Start of Material provided

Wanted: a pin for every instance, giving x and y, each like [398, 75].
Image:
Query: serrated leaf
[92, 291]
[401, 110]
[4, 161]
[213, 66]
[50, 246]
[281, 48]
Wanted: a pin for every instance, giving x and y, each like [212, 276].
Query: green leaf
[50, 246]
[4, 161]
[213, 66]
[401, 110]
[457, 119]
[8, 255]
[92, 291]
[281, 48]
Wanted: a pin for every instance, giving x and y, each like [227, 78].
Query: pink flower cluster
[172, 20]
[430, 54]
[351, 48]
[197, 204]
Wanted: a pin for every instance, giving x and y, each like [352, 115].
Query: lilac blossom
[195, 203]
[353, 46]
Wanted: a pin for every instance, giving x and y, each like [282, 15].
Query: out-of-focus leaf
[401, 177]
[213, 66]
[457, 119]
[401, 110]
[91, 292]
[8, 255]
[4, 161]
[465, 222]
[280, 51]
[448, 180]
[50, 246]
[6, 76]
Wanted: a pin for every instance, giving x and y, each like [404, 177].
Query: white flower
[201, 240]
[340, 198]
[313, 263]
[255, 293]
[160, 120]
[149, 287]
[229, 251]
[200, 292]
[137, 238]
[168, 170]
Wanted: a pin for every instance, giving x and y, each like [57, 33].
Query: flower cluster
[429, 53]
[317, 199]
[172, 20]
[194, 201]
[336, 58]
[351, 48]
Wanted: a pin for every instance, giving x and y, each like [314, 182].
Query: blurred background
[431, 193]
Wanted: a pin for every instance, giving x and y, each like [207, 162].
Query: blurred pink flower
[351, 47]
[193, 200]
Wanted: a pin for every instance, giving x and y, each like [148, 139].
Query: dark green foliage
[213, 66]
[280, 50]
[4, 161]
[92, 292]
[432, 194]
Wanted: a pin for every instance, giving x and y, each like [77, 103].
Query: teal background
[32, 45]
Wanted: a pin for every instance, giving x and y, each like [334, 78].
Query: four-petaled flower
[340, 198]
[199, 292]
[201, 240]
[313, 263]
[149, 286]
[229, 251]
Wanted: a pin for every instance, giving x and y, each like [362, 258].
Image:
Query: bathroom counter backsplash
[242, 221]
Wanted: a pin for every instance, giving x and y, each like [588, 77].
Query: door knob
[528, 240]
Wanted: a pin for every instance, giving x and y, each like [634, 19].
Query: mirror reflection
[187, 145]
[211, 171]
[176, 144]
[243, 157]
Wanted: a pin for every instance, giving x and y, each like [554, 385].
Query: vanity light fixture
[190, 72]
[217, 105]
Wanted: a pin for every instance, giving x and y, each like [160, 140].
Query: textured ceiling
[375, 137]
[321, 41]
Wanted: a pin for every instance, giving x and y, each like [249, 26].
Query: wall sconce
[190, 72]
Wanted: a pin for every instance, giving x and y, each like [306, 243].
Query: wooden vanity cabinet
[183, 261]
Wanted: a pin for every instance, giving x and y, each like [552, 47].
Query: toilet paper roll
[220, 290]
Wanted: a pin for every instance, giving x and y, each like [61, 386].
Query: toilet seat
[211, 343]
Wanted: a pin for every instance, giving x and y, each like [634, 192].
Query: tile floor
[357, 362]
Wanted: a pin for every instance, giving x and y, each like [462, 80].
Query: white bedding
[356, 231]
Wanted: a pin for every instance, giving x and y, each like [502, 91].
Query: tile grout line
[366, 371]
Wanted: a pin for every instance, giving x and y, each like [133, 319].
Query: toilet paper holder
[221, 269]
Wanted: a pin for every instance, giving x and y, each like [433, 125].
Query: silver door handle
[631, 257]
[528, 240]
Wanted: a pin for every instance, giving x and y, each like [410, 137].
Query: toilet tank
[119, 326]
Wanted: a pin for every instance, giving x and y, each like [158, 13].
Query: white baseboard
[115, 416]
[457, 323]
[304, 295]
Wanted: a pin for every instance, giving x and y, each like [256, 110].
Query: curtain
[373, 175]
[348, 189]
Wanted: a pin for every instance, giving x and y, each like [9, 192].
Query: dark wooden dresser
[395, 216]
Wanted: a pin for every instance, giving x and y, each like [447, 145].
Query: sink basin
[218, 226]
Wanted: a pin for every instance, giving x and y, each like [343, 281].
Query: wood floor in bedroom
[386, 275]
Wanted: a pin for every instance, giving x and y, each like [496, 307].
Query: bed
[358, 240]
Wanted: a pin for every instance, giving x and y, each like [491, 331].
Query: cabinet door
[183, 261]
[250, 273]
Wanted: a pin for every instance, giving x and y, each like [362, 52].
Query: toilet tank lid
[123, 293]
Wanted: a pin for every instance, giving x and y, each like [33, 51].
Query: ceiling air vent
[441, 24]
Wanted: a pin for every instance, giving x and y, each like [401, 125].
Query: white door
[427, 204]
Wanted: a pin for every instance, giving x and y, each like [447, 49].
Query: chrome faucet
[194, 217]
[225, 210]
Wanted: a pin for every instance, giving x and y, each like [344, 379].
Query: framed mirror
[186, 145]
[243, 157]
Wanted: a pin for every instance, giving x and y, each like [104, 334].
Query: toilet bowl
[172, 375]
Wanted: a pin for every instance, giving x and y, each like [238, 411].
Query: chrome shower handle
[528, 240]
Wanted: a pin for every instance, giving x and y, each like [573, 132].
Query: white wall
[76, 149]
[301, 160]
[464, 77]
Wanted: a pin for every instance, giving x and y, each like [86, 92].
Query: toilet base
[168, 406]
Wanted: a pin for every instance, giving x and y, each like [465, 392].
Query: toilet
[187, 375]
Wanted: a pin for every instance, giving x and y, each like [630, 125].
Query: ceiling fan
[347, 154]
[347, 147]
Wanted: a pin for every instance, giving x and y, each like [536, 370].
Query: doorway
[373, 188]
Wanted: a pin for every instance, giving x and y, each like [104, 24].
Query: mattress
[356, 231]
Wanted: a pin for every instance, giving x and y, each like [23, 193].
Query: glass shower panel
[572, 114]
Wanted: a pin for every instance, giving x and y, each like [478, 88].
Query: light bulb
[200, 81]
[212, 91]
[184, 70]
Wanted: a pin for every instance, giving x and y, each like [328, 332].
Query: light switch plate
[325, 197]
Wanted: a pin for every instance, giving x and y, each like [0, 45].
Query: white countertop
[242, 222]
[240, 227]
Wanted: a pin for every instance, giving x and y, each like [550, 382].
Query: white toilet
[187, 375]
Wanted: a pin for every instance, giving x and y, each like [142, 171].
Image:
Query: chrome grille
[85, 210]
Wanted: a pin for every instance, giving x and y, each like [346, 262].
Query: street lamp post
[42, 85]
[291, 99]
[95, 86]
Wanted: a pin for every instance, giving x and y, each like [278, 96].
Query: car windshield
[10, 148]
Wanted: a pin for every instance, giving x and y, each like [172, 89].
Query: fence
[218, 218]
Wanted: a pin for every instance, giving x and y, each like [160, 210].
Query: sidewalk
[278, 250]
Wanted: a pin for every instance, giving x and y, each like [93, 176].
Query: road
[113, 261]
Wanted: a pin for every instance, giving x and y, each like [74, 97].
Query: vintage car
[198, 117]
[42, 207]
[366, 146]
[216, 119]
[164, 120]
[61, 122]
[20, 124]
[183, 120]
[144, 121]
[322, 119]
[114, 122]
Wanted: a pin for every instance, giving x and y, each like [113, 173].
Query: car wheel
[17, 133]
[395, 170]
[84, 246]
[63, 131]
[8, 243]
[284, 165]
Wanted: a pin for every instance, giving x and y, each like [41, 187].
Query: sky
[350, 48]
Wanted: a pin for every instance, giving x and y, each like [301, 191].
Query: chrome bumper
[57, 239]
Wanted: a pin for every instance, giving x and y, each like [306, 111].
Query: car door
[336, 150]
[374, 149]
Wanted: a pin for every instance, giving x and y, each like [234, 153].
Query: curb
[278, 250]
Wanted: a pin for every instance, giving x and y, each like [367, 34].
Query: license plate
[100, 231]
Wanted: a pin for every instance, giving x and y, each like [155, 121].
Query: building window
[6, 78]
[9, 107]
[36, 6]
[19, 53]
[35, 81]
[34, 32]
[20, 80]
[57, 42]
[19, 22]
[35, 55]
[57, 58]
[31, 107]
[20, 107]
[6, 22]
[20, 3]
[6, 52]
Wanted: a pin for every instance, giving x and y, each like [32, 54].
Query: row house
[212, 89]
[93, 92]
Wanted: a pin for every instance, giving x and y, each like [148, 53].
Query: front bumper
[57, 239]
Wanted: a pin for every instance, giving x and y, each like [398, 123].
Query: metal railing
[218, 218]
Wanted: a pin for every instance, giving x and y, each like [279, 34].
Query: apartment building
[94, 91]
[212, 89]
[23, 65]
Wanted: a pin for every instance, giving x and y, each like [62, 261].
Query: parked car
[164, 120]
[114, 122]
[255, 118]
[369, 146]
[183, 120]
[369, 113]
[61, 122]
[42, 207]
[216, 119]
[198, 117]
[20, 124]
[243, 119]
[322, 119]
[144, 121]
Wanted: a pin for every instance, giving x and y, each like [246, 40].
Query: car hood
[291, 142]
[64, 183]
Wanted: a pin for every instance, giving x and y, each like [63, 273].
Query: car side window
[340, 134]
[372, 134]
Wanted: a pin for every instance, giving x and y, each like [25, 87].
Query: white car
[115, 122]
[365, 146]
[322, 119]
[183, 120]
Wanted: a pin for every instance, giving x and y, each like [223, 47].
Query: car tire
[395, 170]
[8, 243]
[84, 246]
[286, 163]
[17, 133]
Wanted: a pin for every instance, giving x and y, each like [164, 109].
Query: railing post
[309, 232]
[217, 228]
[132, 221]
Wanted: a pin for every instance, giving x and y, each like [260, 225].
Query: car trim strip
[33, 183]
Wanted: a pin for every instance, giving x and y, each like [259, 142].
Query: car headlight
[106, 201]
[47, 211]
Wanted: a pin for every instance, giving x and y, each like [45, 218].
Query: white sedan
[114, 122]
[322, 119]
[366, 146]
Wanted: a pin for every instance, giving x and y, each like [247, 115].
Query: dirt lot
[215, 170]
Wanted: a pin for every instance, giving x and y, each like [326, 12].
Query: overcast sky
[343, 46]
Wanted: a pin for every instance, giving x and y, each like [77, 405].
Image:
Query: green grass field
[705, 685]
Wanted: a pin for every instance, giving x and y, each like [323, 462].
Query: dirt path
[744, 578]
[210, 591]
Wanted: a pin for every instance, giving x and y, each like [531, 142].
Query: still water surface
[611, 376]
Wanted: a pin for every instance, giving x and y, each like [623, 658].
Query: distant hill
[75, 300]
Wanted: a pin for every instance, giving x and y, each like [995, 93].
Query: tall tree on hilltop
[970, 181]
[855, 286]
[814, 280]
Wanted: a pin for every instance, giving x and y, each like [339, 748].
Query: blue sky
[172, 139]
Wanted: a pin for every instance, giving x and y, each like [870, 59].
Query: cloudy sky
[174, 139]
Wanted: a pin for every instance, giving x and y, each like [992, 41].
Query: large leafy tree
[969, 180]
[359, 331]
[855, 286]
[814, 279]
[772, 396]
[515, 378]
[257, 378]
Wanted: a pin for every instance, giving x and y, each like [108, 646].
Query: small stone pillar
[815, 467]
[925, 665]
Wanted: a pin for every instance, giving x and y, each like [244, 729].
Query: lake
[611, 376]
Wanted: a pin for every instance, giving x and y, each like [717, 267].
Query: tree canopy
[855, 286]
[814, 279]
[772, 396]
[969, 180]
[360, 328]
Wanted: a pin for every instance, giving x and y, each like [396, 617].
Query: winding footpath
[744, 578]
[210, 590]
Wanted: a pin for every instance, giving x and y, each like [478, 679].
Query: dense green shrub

End of Material provided

**Exercise task:** Your task is to return, exactly and on their own, the lines from the one containing "like [108, 646]." through the last line of the listing.

**Complete output:**
Wanted: a pin for every instance, giving x and y, each like [108, 646].
Query: small stone pillar
[815, 467]
[925, 665]
Wanted: a pin for every instance, giving x and y, each like [244, 729].
Query: lake
[611, 376]
Wanted: a pin for every instance, giving x and y, each like [717, 267].
Query: tree canopy
[855, 286]
[814, 279]
[772, 396]
[969, 180]
[360, 328]
Wanted: a pin for every instance, giving x and y, each like [396, 617].
Query: winding footpath
[744, 578]
[210, 590]
Wanted: a pin for every instance, giving x and y, each like [478, 679].
Query: dense green shrub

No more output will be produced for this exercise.